### Given text
(begin)

DATA-MINING-Algorithms

Algorithms Discussed:

We have discussed the following algorithms:

Apriori algorithm
Decision tree ID3 algorithm
FP Growth Algorithm
Bayesian Classification Algorithm
Web Crawling Problem
KNN Algorithm
Linear Regression with One variable
Linear Regression with Multiple Variables
Support Vector Machine Model
BIRCH Algorithm
DBSCAN Algorithm
K-Mean Algorithm
PAM Algorithm
Decision tree using C4.5 and CART algorithm
Hierarchical Clustering Algorithm
OPTICS Algorithm
Face Detection Algorithm
Perceptron Algorithm

Problem Statements

Algorithm-1:

Dataset used: weather.csv

Perform the following operations on the weather dataset using Pandas.

Reading a dataset into a dataframe.
Dropping rows with missing(”NaN”) values.
Dropping columns with missing(”NaN”) values.
Filling the ”Nan” values with mean, median.
Split data set by row and column wise.

Algorithm-2:

Dataset used: data folder(chess.dat, mushroom.txt,retail.dat, FILE1.txt, FILE2.txt)

Implement Apriori algorithm for association rules. Run the algorithm with two different support and confidence level defined by you. (Chees, Mushroom, Retail dataset can be used.)

Print closed itemset.
Print closed frequent itemset.

Note: Let Y ⊆ I and X ⊆ Y
If the X is an infrequent itemset, then Y is also an infrequent itemset. On that basis apply the Apriori algorithm.

Algorithm-3:

Dataset used: car.data.txt

Implement decision tree ID3 algorithm for the given dataset for Car Evaluation Database.

Attribute Information: Six input attributes: buying, maint, doors, persons, lugboot, safety
Class Values: unacc, acc, good, vgood
Attributes:
∗ buying: vhigh, high, med, low.
∗ maint: vhigh, high, med, low.
∗ doors: 2, 3, 4, 5,more.
∗ persons: 2, 4, more.
∗ lug-boot: small, med, big.
∗ safety: low, med, high.

Algorithm-4:

Dataset used: Online Retail.xlxs

Implement FP Growth algorithm on the given dataset.

Algorithm-5(i):

Dataset used: DATASET.xlsx

Using Baysian classfication, predict the class (Target wait) for the following sample.
X=(alt=T, Bat=T, Fri=F, Hun=T, Pat=Some, Price=$$$, Rain=T,Res=T, Type=Italian, Est>60).

Algorithm-5(ii):

The task is a web crawling problem.

Write a program to stream web page, http://en.wikipedia.org/wiki/India.
Count the number of hyperlinks in this page.
Provide a unique number to each link.
Select a link from the found links and repeat the steps from 1 to 3.
Repeat above steps at least two times and generate an adjacency matrix.

Algorithm-6(i):

Dataset used: DATASET.xlsx

Using Baysian classfication, predict the class (Target wait) for the following sample.
X= (alt = T, Bat = T, Fri = F, Hun = T, Pat = Some, Price = $$$, Rain = T, Res = T, Type = Italian, Est > 60).

Algorithm-6(ii):

Dataset used: data_sheet.xlsx

Predict a class label using naïve Bayesian classification for the tuple:
X = {age = “<= 30”, income = “medium”, student = “yes”, credit rating = “fair”}

Algorithm-7:

Dataset used: iris-dataset.csv , iris-test.csv

Implementation the KNN algorithm for classification purpose in Python using the following instructions:

The Iris data set is bundled for test, however you are free to use any data set of your choice provided that it follows the specified format.

(end)

(Collected data)

(begin)

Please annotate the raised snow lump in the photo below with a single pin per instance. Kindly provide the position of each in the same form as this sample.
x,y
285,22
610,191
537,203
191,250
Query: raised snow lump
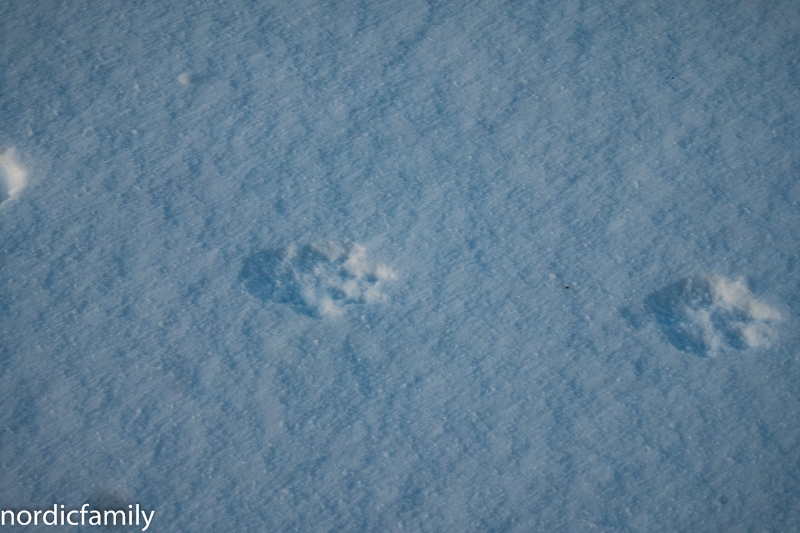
x,y
13,177
705,314
315,279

(end)

### Task requirements
(1) Check each statement against the data-mining algorithms page. Answer yes or no, and quote the words from the page that decide it.
(a) Algorithm-3 uses the file car.data.txt.
(b) Algorithm-7 must be run on the Iris data set.
(c) The web crawling steps must be repeated at least three times.
(2) Change every "raised snow lump" in the collected data rows to "snow mound", and write those rows out again with nothing else altered. Leave out the pictures.

### Full answers
(1)
(a) Yes: "Dataset used: car.data.txt"
(b) No: "you are free to use any data set of your choice provided that it follows the specified format"
(c) No: "Repeat above steps at least two times and generate an adjacency matrix"

(2)
Please annotate the snow mound in the photo below with a single pin per instance. Kindly provide the position of each in the same form as this sample.
x,y
285,22
610,191
537,203
191,250
Query: snow mound
x,y
13,177
705,314
315,279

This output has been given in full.